Request:
Your task is to quote the material that follows, in full and exactly.

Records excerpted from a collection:

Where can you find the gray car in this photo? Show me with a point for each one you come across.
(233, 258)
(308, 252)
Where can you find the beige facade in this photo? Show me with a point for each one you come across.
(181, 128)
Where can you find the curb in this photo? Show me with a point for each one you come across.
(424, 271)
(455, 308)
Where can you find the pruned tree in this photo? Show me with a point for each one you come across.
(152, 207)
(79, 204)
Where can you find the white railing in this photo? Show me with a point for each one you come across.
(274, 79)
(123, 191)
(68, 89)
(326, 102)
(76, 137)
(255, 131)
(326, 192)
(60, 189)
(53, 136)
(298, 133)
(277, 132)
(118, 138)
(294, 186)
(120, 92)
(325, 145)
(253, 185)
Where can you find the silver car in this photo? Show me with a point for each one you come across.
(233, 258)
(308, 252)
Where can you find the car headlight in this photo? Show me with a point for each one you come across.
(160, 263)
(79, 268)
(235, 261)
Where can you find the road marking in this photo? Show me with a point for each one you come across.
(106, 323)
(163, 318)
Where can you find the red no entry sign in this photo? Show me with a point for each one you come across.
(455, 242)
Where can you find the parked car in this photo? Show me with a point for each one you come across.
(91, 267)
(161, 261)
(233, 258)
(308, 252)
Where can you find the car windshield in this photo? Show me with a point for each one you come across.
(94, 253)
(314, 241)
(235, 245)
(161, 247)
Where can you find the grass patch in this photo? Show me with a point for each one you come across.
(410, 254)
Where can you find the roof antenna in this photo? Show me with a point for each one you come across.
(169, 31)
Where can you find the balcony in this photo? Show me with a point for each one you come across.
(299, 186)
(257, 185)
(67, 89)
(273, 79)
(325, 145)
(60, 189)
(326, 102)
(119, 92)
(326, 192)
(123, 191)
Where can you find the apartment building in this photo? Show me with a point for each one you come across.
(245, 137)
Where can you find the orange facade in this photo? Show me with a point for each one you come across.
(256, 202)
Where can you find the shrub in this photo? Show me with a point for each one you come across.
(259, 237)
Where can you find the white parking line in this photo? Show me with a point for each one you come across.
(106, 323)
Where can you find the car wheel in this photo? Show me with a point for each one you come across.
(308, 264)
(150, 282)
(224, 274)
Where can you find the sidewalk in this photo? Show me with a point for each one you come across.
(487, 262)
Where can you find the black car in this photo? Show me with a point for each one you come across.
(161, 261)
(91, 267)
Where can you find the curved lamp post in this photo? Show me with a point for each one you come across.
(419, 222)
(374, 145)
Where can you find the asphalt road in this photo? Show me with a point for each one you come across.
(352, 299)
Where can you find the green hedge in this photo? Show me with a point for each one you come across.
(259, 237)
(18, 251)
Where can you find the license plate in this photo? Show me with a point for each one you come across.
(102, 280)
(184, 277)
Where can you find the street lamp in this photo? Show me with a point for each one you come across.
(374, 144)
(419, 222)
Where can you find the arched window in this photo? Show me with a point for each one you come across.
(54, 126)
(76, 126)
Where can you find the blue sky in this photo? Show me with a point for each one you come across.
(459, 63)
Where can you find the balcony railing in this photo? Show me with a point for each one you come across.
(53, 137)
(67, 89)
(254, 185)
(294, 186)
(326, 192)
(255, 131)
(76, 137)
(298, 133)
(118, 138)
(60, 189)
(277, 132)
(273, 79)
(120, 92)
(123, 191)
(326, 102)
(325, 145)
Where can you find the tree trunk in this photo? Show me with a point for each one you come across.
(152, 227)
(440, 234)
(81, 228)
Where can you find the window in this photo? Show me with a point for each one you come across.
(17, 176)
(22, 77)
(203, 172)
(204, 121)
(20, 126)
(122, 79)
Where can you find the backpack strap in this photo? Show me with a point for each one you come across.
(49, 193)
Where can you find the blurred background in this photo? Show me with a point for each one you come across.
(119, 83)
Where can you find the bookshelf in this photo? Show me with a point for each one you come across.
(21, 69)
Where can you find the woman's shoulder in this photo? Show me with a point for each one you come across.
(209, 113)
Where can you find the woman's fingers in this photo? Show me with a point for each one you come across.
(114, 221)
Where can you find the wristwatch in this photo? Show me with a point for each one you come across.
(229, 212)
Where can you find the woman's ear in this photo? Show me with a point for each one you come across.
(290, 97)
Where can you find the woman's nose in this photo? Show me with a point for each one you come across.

Solved problem:
Where can you find the gray car in this photo? Show me with a point for each one you come across.
(233, 258)
(308, 252)
Where can you find the beige facade in this photo? Show me with a point for each one you come across.
(181, 128)
Where can you find the curb in this photo? Show me with a point for each one you come across.
(424, 271)
(455, 308)
Where can you find the pruned tree in this photo? Show me with a point for each one you come across.
(152, 207)
(79, 204)
Where can you find the white railing in this photo? Show me with a point for each one you come across.
(274, 79)
(123, 191)
(68, 89)
(326, 102)
(76, 137)
(255, 131)
(326, 192)
(60, 189)
(53, 136)
(298, 133)
(277, 132)
(118, 138)
(294, 186)
(120, 92)
(325, 145)
(253, 185)
Where can you find the silver car in this photo? Show me with a point for each one you come across.
(233, 258)
(308, 252)
Where can you find the car headlight in this photo? Show me with a point for each one you come across.
(160, 263)
(79, 268)
(235, 261)
Where can you find the road marking in this photo? Show me with a point for each one you come across.
(106, 323)
(163, 318)
Where can you find the red no entry sign in this photo? Show me with a point for each one you come across.
(455, 242)
Where can you find the parked car in this photo? Show me with a point for each one you come across.
(91, 267)
(161, 261)
(233, 258)
(308, 252)
Where can you find the car windshield in this photo? Show me with a point for each one you come across.
(94, 253)
(314, 241)
(235, 245)
(161, 247)
Where can you find the grass patch in this photo? Show me with a point for each one you come across.
(410, 254)
Where can you find the roof antenna in this photo? Show me with a point for each one you come across.
(169, 31)
Where can you find the balcony in this photo? Show me with a point for each one you come across.
(299, 186)
(257, 185)
(67, 89)
(273, 79)
(325, 145)
(60, 189)
(326, 102)
(119, 92)
(326, 192)
(123, 191)
Where can you find the apartment building in this photo? Show me with a point for each one you come across.
(245, 137)
Where can you find the orange facade in this photo? Show me with a point for each one you come across.
(256, 202)
Where can you find the shrub in this photo? Show me with a point for each one you come across.
(259, 237)
Where can you find the white parking line in this photo? Show me with a point for each one you come across.
(106, 323)
Where can you find the car wheel in this photo? Show me with a point for each one you come across.
(308, 264)
(150, 282)
(224, 274)
Where can you find the sidewalk in this photo? Show me with a point for each one you come across.
(487, 262)
Where can you find the black car in this photo? Show me with a point for each one you come across.
(161, 261)
(91, 267)
Where can you find the curved lamp post in this photo? Show me with a point for each one you come across.
(419, 222)
(374, 145)
Where can you find the asphalt road in this photo? Show me with a point for each one you come across.
(352, 299)
Where can you find the green hedge in this photo? Show me with a point for each one you come across.
(259, 237)
(18, 251)
Where can you find the license plate in this photo? Show me with a point for each one you come across.
(102, 280)
(184, 277)
Where can you find the street lamp in this photo? Show me with a point for each one you come across.
(374, 144)
(419, 222)
Where can you find the arched window in this photo? Show me with a point for each one you come across.
(54, 126)
(76, 126)
Where can you find the blue sky in this photo? Show me with a point for each one you come across.
(459, 63)
Where can you find the balcony railing in this photo? Show me with a point for each one you come across.
(53, 137)
(67, 89)
(254, 185)
(294, 186)
(326, 192)
(255, 131)
(76, 137)
(298, 133)
(118, 138)
(60, 189)
(277, 132)
(273, 79)
(120, 92)
(123, 191)
(326, 102)
(325, 145)
Where can you find the tree trunk in this photo? Show me with a point for each one you come across.
(152, 227)
(440, 234)
(81, 228)
Where can you find the window in this photo? Show me with a point for each one you come across.
(17, 176)
(22, 77)
(203, 172)
(204, 121)
(20, 126)
(122, 79)
Where can you find the backpack strap in this photo? Show me with a point for each one you come across.
(49, 193)
Where can you find the blurred background in this photo? Show me with a point for each one you come across.
(119, 83)
Where can you find the bookshelf in this photo? Show me with a point for each one you come across.
(21, 69)
Where can you find the woman's shoulder in this photo? Show me with a point for each one you come across.
(209, 113)
Where can you find the woman's fingers in this photo? Show me with a point for each one you come across.
(114, 221)
Where can you find the wristwatch in this photo? Show me with a point for each one you come across.
(229, 212)
Where can you find the woman's ear in this photo? Show me with a point for each one you come across.
(290, 97)
Where can you find the woman's nose in this photo? Show me with a point for each one you come across.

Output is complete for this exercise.